[Extracted records]
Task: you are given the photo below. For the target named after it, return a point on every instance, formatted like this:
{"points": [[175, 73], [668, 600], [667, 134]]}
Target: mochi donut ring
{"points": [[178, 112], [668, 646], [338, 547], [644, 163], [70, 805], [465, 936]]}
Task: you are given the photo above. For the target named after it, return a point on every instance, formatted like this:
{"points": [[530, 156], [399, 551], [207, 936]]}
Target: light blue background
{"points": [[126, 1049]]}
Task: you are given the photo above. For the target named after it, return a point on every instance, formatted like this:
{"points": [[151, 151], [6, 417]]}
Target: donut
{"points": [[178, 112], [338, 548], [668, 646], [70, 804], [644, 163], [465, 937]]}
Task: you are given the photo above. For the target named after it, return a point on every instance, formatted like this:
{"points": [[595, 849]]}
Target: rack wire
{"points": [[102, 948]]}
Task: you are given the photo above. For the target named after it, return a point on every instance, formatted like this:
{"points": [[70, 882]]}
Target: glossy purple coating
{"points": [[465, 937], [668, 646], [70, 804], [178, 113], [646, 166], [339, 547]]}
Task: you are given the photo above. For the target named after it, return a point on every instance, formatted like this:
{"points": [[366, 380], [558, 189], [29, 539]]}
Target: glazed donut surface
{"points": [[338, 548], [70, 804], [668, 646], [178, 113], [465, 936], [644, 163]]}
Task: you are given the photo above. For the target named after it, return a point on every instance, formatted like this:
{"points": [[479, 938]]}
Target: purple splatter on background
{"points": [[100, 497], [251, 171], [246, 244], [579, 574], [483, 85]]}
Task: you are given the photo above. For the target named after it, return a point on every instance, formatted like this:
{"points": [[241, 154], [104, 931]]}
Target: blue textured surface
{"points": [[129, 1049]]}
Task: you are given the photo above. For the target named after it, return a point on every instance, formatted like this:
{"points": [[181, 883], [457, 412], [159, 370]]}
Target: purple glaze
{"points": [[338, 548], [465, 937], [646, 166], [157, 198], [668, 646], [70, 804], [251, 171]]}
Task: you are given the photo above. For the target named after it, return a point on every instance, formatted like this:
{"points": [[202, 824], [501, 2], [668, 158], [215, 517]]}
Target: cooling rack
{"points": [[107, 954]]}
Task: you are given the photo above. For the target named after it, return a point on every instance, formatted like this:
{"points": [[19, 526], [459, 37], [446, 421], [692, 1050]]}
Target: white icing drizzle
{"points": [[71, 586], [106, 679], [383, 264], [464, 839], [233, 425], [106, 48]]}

→ What needs to be done: Please repeat the records so that each one reads exactly as it does above.

→ Written answer:
Task: you are given the photo below. For the target named after it, return a point on every instance, formatted like this:
{"points": [[175, 73], [668, 600], [667, 134]]}
Target: mochi donut ring
{"points": [[178, 112], [668, 646], [338, 547], [644, 163], [70, 805], [465, 936]]}
Task: you are given the photo above. For the target named after it, return a point on every instance, formatted like this:
{"points": [[530, 156], [399, 551], [207, 936]]}
Target: light blue background
{"points": [[126, 1049]]}
Task: you are given the photo above. For the target named after it, return a point on every instance, formatted like this:
{"points": [[151, 151], [6, 417]]}
Target: donut
{"points": [[178, 112], [338, 548], [668, 646], [70, 804], [644, 163], [465, 937]]}
Task: you are given the photo above. For the target named after it, return a point on every instance, formatted like this:
{"points": [[595, 849]]}
Target: rack wire
{"points": [[102, 948]]}
Task: you are given the photo above. For the target named after it, return a point on every instance, formatted like this:
{"points": [[70, 882]]}
Target: glossy purple coating
{"points": [[465, 937], [668, 646], [70, 804], [178, 113], [646, 166], [339, 547]]}
Task: you are given the photo above. For the target named after it, return a point on every instance, formatted like this:
{"points": [[366, 380], [558, 189], [29, 539]]}
Target: glazed donut surface
{"points": [[338, 548], [70, 804], [668, 646], [178, 113], [465, 936], [644, 163]]}
Task: you are given the photo above. For the target named after it, return a point on every instance, formatted like this:
{"points": [[479, 938]]}
Target: purple splatter on background
{"points": [[100, 497], [251, 171], [246, 244], [579, 574], [483, 85]]}
Task: you are given the photo above. For the target named after it, return a point on every instance, formatted like this:
{"points": [[241, 154], [104, 931]]}
Target: blue textured surface
{"points": [[129, 1049]]}
Task: you are given the photo above. For the target named after it, return a point on every instance, formatted like this:
{"points": [[181, 883], [457, 412], [159, 370]]}
Target: purple glaze
{"points": [[338, 548], [465, 937], [646, 166], [157, 198], [668, 646], [70, 804], [251, 171]]}
Task: you are given the photo above. For the target named after it, return a point on every instance, formatted like this:
{"points": [[202, 824], [501, 2], [668, 158], [215, 517]]}
Target: cooling rack
{"points": [[107, 954]]}
Task: you are given the photo above. For the target named after it, return a point on every instance, formatted like this:
{"points": [[19, 526], [459, 37], [446, 421], [692, 1050]]}
Target: white icing drizzle
{"points": [[71, 586], [106, 679], [383, 264], [464, 839], [233, 425], [106, 48]]}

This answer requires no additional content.